▸ **Text section**:
============================================================

In most engineering structures, however, loads are
kept small so that the structures deform elastically.
Even so, a crack may initiate somewhere in such a
structure, and extend by a small amount during
each cycle of the load.
Rail welds are the weak link in continuously
welded rails i.e. Small imperfection in welds can
cause cracks to initiate. Detection and rectification
of rail-weld defects are major issues for all rail
players around the world. If undetected and/or
untreated these defects can lead to rail breaks and
derailments. These are challenges to perform
effective inspection and cost-effective maintenance
decisions. If these issues are addressed properly,
inspection and maintenance decisions can reduce
potential risk of rail breaks and derailments.
This thesis work was majorly aimed at
determining probability of failure as a result of
cyclic fatigue loading of the wheel on the
Weldments so as to arrive at an inspection
frequency.
Primarily, a finite element model (Abaqus model)
was used to estimate the contact stress between the
wheel section and the rail section at the weld and
at the base rail, as well. Second, flaw (i. e the
presence and size of cracks) was determined using
an Ultrasonic flaw detector at different locations.

============================================================

▸ **Given problem**:
From the rail-weld passage, list every quantity that the thesis work is said to determine, estimate, or arrive at.

============================================================

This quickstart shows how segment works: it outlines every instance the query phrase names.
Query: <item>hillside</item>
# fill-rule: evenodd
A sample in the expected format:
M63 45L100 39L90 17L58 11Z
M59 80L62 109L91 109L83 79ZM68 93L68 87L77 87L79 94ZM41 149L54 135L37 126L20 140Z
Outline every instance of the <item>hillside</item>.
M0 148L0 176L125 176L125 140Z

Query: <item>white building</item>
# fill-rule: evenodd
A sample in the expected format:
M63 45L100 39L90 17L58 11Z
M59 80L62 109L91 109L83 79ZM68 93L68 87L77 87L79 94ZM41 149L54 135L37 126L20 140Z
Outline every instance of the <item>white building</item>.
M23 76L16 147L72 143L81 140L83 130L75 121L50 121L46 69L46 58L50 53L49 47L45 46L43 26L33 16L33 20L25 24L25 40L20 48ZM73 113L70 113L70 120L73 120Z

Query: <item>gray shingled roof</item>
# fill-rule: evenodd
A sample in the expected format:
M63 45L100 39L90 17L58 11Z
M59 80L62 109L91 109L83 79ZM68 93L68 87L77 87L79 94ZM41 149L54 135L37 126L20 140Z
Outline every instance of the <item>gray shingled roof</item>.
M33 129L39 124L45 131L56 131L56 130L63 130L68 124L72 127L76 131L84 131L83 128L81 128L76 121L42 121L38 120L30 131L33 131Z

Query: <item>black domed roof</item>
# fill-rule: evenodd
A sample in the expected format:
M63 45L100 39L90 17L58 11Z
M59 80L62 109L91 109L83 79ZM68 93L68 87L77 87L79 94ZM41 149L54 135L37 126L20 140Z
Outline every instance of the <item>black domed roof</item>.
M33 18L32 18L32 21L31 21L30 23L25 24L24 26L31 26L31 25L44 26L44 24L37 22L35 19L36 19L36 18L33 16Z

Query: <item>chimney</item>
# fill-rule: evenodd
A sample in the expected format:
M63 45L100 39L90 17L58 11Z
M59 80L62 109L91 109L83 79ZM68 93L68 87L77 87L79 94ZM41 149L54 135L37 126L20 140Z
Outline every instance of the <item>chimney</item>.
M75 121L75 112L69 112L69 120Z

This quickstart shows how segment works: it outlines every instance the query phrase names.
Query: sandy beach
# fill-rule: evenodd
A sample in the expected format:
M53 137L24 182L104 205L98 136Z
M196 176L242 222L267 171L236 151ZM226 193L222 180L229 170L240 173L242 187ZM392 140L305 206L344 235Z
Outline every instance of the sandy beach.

============================================================

▸ **Exercise result**:
- Probability of failure as a result of cyclic fatigue loading of the wheel on the weldments
- An inspection frequency
- The contact stress between the wheel section and the rail section, at the weld and at the base rail
- Flaw, meaning the presence and size of cracks, at different locations